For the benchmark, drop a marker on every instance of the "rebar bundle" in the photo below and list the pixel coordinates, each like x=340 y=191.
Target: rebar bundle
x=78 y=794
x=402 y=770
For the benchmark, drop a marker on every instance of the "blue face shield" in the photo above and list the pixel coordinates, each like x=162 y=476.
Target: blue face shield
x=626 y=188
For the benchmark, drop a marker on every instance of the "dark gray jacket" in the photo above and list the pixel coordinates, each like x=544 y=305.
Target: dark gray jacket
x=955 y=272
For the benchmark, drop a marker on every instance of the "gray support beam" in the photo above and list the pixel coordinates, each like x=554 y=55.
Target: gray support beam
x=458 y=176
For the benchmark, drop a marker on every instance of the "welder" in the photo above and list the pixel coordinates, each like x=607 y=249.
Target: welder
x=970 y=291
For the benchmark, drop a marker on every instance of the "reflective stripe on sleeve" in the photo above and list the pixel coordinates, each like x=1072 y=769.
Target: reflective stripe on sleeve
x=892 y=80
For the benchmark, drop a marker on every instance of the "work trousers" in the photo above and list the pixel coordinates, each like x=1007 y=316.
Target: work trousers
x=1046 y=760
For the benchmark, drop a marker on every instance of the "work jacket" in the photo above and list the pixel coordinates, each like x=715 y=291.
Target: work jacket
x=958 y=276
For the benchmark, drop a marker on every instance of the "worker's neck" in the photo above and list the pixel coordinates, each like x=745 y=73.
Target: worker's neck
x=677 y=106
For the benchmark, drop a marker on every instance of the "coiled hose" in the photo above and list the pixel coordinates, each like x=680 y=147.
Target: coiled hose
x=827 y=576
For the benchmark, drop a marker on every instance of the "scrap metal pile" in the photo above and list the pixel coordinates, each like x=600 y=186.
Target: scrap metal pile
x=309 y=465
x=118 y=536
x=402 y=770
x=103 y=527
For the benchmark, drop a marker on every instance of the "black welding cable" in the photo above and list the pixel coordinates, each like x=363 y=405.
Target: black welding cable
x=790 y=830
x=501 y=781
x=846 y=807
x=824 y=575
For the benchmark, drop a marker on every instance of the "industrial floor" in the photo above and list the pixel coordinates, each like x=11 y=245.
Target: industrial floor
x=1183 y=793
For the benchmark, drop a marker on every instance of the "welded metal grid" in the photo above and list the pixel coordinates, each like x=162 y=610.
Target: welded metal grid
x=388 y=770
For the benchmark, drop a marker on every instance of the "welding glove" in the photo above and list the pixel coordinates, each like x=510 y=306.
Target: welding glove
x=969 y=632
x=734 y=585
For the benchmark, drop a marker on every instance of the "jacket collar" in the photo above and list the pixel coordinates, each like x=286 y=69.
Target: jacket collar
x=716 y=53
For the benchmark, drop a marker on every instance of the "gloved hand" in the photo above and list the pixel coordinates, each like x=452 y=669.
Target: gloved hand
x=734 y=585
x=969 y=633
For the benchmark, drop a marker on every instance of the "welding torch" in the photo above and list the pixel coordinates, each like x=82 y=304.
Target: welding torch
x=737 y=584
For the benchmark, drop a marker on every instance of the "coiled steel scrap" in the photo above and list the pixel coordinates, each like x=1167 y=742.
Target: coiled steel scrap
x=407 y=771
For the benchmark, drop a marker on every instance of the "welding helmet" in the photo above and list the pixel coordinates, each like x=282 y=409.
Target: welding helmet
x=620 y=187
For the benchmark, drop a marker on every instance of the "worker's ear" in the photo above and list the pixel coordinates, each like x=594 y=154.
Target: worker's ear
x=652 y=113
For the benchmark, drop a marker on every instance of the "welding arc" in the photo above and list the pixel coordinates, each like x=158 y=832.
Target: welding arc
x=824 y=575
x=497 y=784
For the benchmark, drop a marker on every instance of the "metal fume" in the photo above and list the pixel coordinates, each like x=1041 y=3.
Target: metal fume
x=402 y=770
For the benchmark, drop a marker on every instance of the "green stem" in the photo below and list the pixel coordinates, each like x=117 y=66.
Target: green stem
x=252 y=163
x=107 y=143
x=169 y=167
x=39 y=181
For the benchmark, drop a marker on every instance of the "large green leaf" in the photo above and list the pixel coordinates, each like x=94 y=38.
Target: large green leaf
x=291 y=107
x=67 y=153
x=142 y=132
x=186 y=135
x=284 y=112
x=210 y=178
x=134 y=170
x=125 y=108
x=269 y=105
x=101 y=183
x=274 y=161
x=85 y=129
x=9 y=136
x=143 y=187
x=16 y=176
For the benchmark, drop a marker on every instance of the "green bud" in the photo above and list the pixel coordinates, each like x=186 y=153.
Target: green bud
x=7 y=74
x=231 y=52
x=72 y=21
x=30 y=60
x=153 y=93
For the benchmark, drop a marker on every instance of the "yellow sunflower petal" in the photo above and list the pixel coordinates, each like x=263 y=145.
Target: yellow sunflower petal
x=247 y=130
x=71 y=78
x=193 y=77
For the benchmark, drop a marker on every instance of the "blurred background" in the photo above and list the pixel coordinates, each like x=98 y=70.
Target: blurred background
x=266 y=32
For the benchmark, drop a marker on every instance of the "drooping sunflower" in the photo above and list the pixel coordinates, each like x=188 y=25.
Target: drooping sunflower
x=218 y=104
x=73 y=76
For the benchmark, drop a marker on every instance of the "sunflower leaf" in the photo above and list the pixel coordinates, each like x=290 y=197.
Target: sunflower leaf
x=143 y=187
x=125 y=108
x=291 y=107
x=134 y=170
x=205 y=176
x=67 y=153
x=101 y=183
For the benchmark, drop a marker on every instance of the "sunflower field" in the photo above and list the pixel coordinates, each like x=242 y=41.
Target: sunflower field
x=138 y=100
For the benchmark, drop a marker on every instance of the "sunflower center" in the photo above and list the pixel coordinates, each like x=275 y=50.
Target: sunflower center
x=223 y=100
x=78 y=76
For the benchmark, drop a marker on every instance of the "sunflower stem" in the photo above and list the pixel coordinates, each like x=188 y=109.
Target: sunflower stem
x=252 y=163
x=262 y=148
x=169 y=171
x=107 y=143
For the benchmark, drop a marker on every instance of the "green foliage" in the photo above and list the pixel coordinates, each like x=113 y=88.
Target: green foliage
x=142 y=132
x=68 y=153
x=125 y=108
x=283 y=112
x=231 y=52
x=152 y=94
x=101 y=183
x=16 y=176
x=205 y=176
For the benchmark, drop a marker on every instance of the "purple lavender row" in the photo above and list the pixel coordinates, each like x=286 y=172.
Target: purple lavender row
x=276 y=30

************

### [WHAT YOU HAVE TO DO]
Rewrite the listing above, replacing each occurrence of "drop a marker" with "place a point" and leaving everything else unchanged.

### [OUTPUT OF THE EXERCISE]
For the benchmark, place a point on every instance of the "rebar bundle" in the photo below and list the pixel coordinates, each like x=340 y=191.
Target: rebar bundle
x=78 y=794
x=402 y=770
For the benchmark, place a point on every instance of the "blue face shield" in the photo above and list the pixel coordinates, each like x=162 y=476.
Target: blue face shield
x=626 y=188
For the benchmark, place a point on every instance of the "dark gray jacket" in the photo above and list the pixel coordinates, each like x=544 y=305.
Target: dark gray jacket
x=955 y=272
For the benchmark, place a point on every instance of the "gray support beam" in the photo above and list the pixel coordinates, each like x=554 y=55.
Target: gray support beam
x=458 y=176
For the benchmark, place a point on every instance of the "welder" in the photo above and list the pixel coordinates, each like x=607 y=249.
Target: welder
x=970 y=291
For the benchmark, place a point on every instance of the "reflective stripe on sleeve" in the photo above and list the pixel coordinates, each like x=1072 y=769.
Target: reflective stripe on sleeve
x=892 y=80
For the benchmark, place a point on every instance of the "work trousers" in the photo above and list the pixel coordinates, each like x=1007 y=316.
Target: work trousers
x=1046 y=760
For the benchmark, place a point on every instance of the "work jacket" in the photo above and list the pixel coordinates, each like x=715 y=291.
Target: work jacket
x=958 y=276
For the benchmark, place a point on every instance of the "worker's neck" in the photo above and list the pixel coordinates, each like x=745 y=73.
Target: worker's neck
x=677 y=106
For the benchmark, place a point on every instance of the "coiled hose" in the photo above and list the pixel coordinates, each like x=680 y=147.
Target: coiled hose
x=827 y=576
For the benchmark, place a point on every instance of the "scrap metal pile" in the photo above and list the pixel coordinates, each like x=600 y=186.
Target: scrap metal pile
x=309 y=465
x=118 y=536
x=402 y=770
x=103 y=527
For the benchmark, place a point on every instance of the "black welding cable" in the photo above and list the pixel coordinates, each like x=363 y=405.
Target: black welding cable
x=790 y=830
x=501 y=781
x=846 y=807
x=824 y=575
For the benchmark, place a point on every instance of the "industrial floor" in the photo above and list the pixel coordinates, each like x=11 y=245.
Target: industrial floor
x=1183 y=793
For the benchmark, place a point on every instance of the "welded metal grid" in the photo above and list the pixel coordinates, each like x=162 y=610.
Target: welded metal grid
x=388 y=770
For the benchmark, place a point on every instance of the "welding glove" in the photo above and list the pixel coordinates, each like x=510 y=306.
Target: welding glove
x=969 y=632
x=734 y=585
For the benchmark, place a point on every instance of the "jacket collar" in the photo above and list the pixel coordinates, each like x=286 y=69.
Target: jacket collar
x=716 y=53
For the benchmark, place a point on every instance of the "gloved hand" in the photo above and list the pixel coordinates, each like x=452 y=669.
Target: gloved hand
x=734 y=585
x=969 y=633
For the benchmark, place a point on every instance of the "welding torch" in the photo above and list the pixel coordinates, each like x=82 y=304.
Target: welding torch
x=737 y=584
For the benchmark, place a point on every instance of the "coiled steel scrap" in the photo above and list the pixel coordinates, each like x=1167 y=742.
Target: coiled steel scrap
x=407 y=771
For the benchmark, place a point on every instance of the "welding helmet" in the photo above and list the pixel coordinates, each like x=282 y=409.
Target: welding helmet
x=620 y=187
For the benchmark, place a point on every instance of the "worker's ear" in the photo above and list the pixel coordinates, each like x=594 y=154.
Target: worker's ear
x=652 y=113
For the benchmark, place a point on every instance of the "welding arc" in the photo above and list the pixel coordinates, each like x=158 y=832.
Target: welding arc
x=824 y=575
x=497 y=784
For the benchmark, place a point on every instance of the "metal fume" in the photo above and list the pixel coordinates, each like x=1041 y=3.
Target: metal fume
x=402 y=770
For the benchmark, place a point on every instance of the "green stem" in the photo below and list the pixel coordinates, each like x=117 y=66.
Target: green stem
x=252 y=163
x=107 y=143
x=169 y=167
x=39 y=181
For the benchmark, place a point on every instance of the "large green leaf" in the photo above and list the pixel coordinates, each like x=94 y=38.
Target: large green leaf
x=291 y=107
x=67 y=153
x=142 y=132
x=186 y=135
x=284 y=112
x=210 y=178
x=134 y=170
x=125 y=108
x=269 y=105
x=101 y=183
x=274 y=161
x=85 y=129
x=9 y=136
x=143 y=187
x=16 y=176
For the benchmark, place a point on every instance of the "green bud" in the photo above and list the pixel coordinates, each like x=186 y=153.
Target: green bud
x=7 y=74
x=231 y=52
x=72 y=21
x=30 y=60
x=153 y=93
For the benchmark, place a point on every instance of the "yellow sunflower petal" in the photo above and list the pixel coordinates, each like x=263 y=145.
Target: yellow sunflower petal
x=247 y=130
x=71 y=78
x=193 y=77
For the benchmark, place a point on every instance of the "blurred background" in the photo above and list the pixel coordinates, each like x=98 y=70.
Target: blurred background
x=266 y=32
For the benchmark, place a point on every instance of the "drooping sunflower" in the photo above and list the pixel coordinates, each like x=188 y=25.
Target: drooping sunflower
x=218 y=104
x=73 y=76
For the benchmark, place a point on every instance of the "sunflower leaf" in the photo above and list the pixel coordinates, each like x=290 y=197.
Target: sunflower leaf
x=143 y=187
x=125 y=108
x=291 y=107
x=134 y=170
x=205 y=176
x=67 y=153
x=101 y=183
For the benchmark, place a point on every instance of the "sunflower field" in the photo above and list the pixel coordinates, each like x=242 y=41.
Target: sunflower field
x=138 y=100
For the benchmark, place a point on every instance of the "sunflower center" in the photo above and list the pixel coordinates, each like x=275 y=50.
Target: sunflower center
x=223 y=100
x=78 y=76
For the benchmark, place a point on every instance of the "sunflower stem" in the photo above and list the pixel coordinates, each like x=188 y=109.
Target: sunflower stem
x=252 y=163
x=262 y=148
x=169 y=171
x=107 y=143
For the benchmark, place a point on every instance of the "green foliage" in the photo above and list the pixel coordinates, each like x=113 y=88.
Target: green foliage
x=142 y=132
x=68 y=153
x=125 y=108
x=283 y=112
x=231 y=52
x=152 y=94
x=101 y=183
x=16 y=176
x=205 y=176
For the benchmark, place a point on every instance of the "purple lavender row" in the photo above and list the pixel coordinates, each like x=286 y=172.
Target: purple lavender row
x=276 y=30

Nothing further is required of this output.